===== Dataset records

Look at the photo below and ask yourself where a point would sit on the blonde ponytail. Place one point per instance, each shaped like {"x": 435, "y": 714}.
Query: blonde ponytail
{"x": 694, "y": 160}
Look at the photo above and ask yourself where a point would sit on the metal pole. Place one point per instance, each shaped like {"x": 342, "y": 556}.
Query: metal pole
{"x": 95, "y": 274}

==========

## Aim
Can you reproduce every row above word for word?

## Solution to this task
Look at the photo below and ask yourself where a point would sit on the blonde ponytail. Place one point per instance, each shaped like {"x": 435, "y": 714}.
Query: blonde ponytail
{"x": 694, "y": 160}
Look at the photo above and ask yourself where a point would sit on the metal pole. Place one point per instance, each shaped like {"x": 342, "y": 556}.
Query: metal pole
{"x": 95, "y": 274}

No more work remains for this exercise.